▼
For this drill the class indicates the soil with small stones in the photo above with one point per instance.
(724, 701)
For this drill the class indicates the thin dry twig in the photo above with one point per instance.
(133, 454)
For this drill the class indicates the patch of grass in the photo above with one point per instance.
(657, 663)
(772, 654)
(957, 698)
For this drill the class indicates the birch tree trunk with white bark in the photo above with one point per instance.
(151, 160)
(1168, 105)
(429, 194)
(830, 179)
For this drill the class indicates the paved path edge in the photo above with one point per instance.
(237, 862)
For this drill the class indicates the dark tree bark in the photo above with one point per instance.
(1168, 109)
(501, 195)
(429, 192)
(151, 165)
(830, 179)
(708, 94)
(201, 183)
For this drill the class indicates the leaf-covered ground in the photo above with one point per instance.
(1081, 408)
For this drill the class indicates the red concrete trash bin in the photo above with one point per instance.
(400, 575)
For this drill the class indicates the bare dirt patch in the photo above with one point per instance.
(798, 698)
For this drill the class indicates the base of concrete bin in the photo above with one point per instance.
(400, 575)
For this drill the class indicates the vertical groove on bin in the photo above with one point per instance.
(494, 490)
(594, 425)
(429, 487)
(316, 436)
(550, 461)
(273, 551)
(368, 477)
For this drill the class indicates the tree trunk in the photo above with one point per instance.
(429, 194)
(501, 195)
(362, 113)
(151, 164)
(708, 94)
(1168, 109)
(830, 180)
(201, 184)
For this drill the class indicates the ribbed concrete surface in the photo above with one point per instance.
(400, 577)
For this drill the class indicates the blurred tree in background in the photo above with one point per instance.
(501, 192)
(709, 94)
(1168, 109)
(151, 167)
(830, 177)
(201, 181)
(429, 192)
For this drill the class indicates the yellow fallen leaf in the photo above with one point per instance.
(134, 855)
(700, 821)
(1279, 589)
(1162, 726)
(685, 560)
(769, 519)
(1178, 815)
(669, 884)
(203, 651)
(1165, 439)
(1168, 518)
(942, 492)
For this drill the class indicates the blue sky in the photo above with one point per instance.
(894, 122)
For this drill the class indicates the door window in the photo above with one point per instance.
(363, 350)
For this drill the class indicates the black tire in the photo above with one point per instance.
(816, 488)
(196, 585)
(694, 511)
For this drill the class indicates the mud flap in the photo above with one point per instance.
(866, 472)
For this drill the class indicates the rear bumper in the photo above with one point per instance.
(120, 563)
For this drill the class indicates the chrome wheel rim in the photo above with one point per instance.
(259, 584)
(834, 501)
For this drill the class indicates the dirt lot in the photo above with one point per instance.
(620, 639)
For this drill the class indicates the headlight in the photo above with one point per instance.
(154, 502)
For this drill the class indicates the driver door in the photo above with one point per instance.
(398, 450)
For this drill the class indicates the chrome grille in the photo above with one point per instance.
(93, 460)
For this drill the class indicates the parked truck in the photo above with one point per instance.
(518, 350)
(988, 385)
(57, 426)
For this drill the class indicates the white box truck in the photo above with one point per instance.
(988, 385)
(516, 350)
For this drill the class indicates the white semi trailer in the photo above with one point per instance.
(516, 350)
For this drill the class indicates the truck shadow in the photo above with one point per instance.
▲
> _WHAT YOU SHOULD DO_
Repeat back the data above, exact to the last character.

> _WRITTEN RESPONSE_
For this drill the class indicates the soil with small stones in the photo above with one point per instance.
(724, 701)
For this drill the class indicates the thin dry twig in the photo above with one point per instance.
(133, 454)
For this drill the class indicates the patch of grass in the photo above with one point per instance.
(657, 663)
(772, 654)
(957, 698)
For this drill the class indicates the birch tree trunk with white bark in the photo above with one point per instance.
(151, 160)
(1168, 105)
(429, 194)
(830, 179)
For this drill the class indicates the paved path edge in the photo above with one point per instance.
(237, 862)
For this drill the class indicates the dark tree bark in the photo above with one point per instance.
(1168, 109)
(501, 195)
(429, 192)
(151, 165)
(830, 179)
(708, 94)
(201, 183)
For this drill the class indicates the leaf-covered ground in the photo above with one point per instance.
(1081, 408)
For this drill the class indicates the red concrete trash bin in the photo above with one point per instance.
(400, 575)
For this drill the class indicates the bare dirt patch in the photo above with one point per instance.
(798, 698)
For this drill the class indicates the base of concrete bin in the photo above with one point per instance.
(400, 575)
For this drill the class indicates the vertical groove on bin in the photo above with one point per instance.
(494, 490)
(594, 425)
(429, 487)
(316, 436)
(550, 461)
(273, 551)
(368, 477)
For this drill the class indicates the tree trunk in the photo above with one point per instance.
(429, 194)
(501, 195)
(362, 113)
(151, 164)
(708, 94)
(1168, 109)
(830, 180)
(201, 184)
For this drill the class indicates the ribbed concrete surface in the photo above with one point per instance.
(400, 577)
For this drill the class indicates the blurred tree in background in the photo above with one point per instance.
(501, 192)
(709, 94)
(1168, 109)
(151, 167)
(830, 177)
(201, 181)
(429, 192)
For this drill the class indicates the yellow fallen leaf in the photo above with one point per instance.
(134, 855)
(700, 821)
(1279, 589)
(1162, 726)
(685, 560)
(769, 519)
(1178, 815)
(669, 884)
(203, 651)
(1165, 439)
(1168, 518)
(942, 492)
For this drill the class indicates the blue sky in the photo above with one point per instance.
(894, 122)
For this drill the class indicates the door window in the photo above with one point per instance.
(363, 350)
For this drill the class indicates the black tire in the photo above with one point per instance.
(816, 488)
(196, 585)
(694, 511)
For this drill the class indicates the mud flap in the photo above with one point per instance.
(866, 472)
For this drill the class indicates the rear bumper in the photo above with one point per instance.
(120, 563)
For this drill the class indicates the chrome wheel rim in the photo above with one point per instance.
(259, 584)
(834, 501)
For this drill the class indicates the dirt lot in the photo above with one point per instance.
(620, 639)
For this drill the class indicates the headlight in the photo above with one point per instance.
(154, 502)
For this drill the class indicates the driver door in the photo above with one point per instance.
(398, 450)
For this drill the class indicates the chrome grille in the photo above with one point per instance.
(93, 460)
For this drill the class indicates the parked truck in the photo above with one point per instance.
(518, 350)
(988, 385)
(57, 426)
For this drill the class indicates the white box truck in the photo above with one point per instance.
(988, 385)
(516, 350)
For this drill the class indicates the white semi trailer in the photo above with one point per instance.
(516, 350)
For this drill the class indicates the truck shadow in the photo above with one point per instance.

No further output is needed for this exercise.